— BEGIN Article —

JFK Assassination Plus General Discussion & Debate > JFK Assassination Plus General Discussion And Debate
Team Headed by Former CIA Officer Concludes JFK Was Killed by a Conspiracy
Michael T. Griffith:
In 2017, the History Channel aired a seven-part documentary titled JFK Declassified: Tracking Oswald produced by former CIA case officer Robert Baer. Baer and his team conducted an extensive investigation into the JFK assassination. Baer's team included a former LAPD detective (Adam Bercovici), a former FBI profiler (Steve Gomez), and a former Special Forces Army Ranger (Marty Skovlund). Baer and his team got many things wrong, but they also got many things right. WC apologists don't like Baer's documentary because it acknowledges too many facts that they reject and reaches too many conclusions that they reject, such as the following:
-- Oswald received intelligence training and had some kind of connection with the U.S. Government after he left the Marines.
-- Oswald associated with anti-Castro Cubans and even trained with them in New Orleans. Oswald also associated with Cuban intelligence operatives.
-- The owner of Henry's Market, aka Henry's Bar, in New Orleans said Oswald came to the bar many times, and that the day after the assassination two Cubans came to the bar and told him Oswald was innocent and that Oswald had been framed.
-- Oswald's job at the Reilly Coffee Company in New Orleans was a "cover for action," that his job was a "front," a "cover." Oswald could have found a job much closer to his residence in New Orleans. Reilly's was across the street from the Crescent City Garage, which was used by federal agents as a kind of motor pool for their vehicles.
-- Adrian Alba, the owner of the Crescent City Garage, was telling the truth when he reported that he saw an FBI agent hand Oswald an envelope in front of the Reilly Coffee Company.
-- Silvia Odio told the truth when she reported that Oswald and two anti-Castro Cubans visited her residence in Dallas weeks before the assassination, and that one of the Cubans phoned her a few days later and told her that Oswald was an expert marksman and that Oswald had said that anti-Castro Cubans should have already killed JFK over the Bay of Bigs.
-- A Dallas police report noted that Oswald was seen visiting a house used by Alpha 66 members in Dallas. Alpha 66 was a violent anti-Castro and anti-JFK group. The house, located on Harlandale Avenue, was rented by Manuel Rodriguez Orcaberro, an Alpha 66 member who was known to be virulently anti-JFK.
-- Oswald was trying to reach the Harlandale house after the assassination. The bus transfer allegedly found on Oswald hours after he was arrested could have taken him to a point very close to the Harlandale house.
-- Oswald conspired with anti-Castro Cubans to kill JFK. Oswald was the only shooter, but he was supported by Alpha 66 members and other anti-Castro Cubans. If Oswald had made it to the Harlandale house, Alpha 66 members would have helped him escape.
-- The Russians played no role in the assassination, and Oswald was not working for the Russians.

— END Article —
— BEGIN Stored records —

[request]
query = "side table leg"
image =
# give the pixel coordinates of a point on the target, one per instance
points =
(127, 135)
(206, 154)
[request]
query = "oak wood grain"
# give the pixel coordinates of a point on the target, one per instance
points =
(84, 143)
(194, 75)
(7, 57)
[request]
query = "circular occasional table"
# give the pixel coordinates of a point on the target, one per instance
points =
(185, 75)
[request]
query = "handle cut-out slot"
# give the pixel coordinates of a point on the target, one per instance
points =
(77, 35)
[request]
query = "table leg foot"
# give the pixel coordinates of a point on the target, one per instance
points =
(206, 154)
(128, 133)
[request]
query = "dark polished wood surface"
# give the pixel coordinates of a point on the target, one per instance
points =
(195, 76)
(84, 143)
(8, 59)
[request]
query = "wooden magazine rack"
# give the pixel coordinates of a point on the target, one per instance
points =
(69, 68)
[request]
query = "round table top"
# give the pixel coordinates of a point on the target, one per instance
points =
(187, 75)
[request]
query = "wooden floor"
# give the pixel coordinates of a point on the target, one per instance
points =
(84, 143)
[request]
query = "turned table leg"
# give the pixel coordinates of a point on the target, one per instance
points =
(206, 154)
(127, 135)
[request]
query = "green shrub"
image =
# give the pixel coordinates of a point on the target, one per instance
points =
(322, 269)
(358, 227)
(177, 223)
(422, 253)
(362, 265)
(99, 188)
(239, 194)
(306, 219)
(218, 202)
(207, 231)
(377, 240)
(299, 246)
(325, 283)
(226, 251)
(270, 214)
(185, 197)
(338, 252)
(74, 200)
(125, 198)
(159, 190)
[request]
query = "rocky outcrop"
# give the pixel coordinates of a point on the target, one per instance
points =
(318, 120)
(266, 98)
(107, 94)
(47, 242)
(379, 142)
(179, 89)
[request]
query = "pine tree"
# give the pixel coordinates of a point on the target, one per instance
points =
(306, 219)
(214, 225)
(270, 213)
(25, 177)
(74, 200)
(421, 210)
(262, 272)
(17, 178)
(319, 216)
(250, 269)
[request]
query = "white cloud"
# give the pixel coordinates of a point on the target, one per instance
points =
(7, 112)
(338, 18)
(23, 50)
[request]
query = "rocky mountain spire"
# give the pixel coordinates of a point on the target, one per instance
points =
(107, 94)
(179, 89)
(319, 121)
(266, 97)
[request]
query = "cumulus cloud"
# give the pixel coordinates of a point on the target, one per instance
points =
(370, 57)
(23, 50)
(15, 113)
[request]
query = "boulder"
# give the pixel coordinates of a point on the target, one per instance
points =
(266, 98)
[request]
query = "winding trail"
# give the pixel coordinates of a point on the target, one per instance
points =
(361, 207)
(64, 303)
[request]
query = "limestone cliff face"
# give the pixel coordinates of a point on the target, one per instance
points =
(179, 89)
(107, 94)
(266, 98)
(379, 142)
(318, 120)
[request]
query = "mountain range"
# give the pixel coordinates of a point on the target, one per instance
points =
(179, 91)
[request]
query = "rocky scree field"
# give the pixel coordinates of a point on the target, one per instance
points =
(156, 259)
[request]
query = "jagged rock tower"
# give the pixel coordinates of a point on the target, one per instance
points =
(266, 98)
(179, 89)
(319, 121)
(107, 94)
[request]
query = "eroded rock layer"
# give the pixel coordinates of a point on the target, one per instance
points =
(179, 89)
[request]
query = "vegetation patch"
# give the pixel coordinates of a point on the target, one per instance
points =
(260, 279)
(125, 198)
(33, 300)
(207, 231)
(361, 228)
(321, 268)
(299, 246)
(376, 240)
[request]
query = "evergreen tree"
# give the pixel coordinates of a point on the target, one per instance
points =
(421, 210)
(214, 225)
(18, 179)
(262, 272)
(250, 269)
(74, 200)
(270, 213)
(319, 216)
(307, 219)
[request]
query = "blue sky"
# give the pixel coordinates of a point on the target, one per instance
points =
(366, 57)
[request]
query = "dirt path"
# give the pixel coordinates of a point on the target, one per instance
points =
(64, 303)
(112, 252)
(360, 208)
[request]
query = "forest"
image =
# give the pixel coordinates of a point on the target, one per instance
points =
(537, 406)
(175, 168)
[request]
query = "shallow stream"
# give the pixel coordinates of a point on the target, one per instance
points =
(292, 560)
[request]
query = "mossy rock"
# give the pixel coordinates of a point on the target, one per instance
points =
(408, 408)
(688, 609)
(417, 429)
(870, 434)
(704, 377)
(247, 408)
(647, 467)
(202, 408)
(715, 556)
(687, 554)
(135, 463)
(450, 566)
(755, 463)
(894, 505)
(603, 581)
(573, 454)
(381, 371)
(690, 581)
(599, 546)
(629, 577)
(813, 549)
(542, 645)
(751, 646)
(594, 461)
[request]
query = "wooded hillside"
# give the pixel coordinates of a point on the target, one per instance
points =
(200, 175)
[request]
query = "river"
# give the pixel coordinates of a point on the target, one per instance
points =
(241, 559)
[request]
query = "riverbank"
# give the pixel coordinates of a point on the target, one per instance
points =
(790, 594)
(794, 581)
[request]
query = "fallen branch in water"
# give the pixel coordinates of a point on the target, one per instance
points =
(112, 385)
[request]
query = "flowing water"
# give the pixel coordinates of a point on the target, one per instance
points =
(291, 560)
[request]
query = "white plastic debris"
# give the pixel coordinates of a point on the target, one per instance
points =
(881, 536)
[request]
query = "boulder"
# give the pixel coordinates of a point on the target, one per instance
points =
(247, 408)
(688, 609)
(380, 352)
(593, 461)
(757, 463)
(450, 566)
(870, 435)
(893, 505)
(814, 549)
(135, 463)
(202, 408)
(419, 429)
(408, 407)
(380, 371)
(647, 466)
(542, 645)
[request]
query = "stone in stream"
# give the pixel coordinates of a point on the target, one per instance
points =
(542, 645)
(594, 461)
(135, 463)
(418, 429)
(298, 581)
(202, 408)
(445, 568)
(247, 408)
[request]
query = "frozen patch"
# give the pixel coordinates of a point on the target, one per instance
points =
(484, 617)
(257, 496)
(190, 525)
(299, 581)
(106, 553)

— END Stored records —

■ Written exercise 1
Please rewrite the post, everything from "-- The owner" down to "Reilly Coffee Company.", changing "Crescent City Garage" to "Crescent City Motor Garage".
■ Written exercise 2
Answer these questions from the post:
(a) How many parts did the History Channel documentary have?
(b) Who was the former FBI profiler on Baer's team?
(c) Who rented the house on Harlandale Avenue?
Answer from the post alone.

■ Result 1
-- The owner of Henry's Market, aka Henry's Bar, in New Orleans said Oswald came to the bar many times, and that the day after the assassination two Cubans came to the bar and told him Oswald was innocent and that Oswald had been framed.
-- Oswald's job at the Reilly Coffee Company in New Orleans was a "cover for action," that his job was a "front," a "cover." Oswald could have found a job much closer to his residence in New Orleans. Reilly's was across the street from the Crescent City Motor Garage, which was used by federal agents as a kind of motor pool for their vehicles.
-- Adrian Alba, the owner of the Crescent City Motor Garage, was telling the truth when he reported that he saw an FBI agent hand Oswald an envelope in front of the Reilly Coffee Company.

■ Result 2
(a) Seven.
(b) Steve Gomez.
(c) Manuel Rodriguez Orcaberro.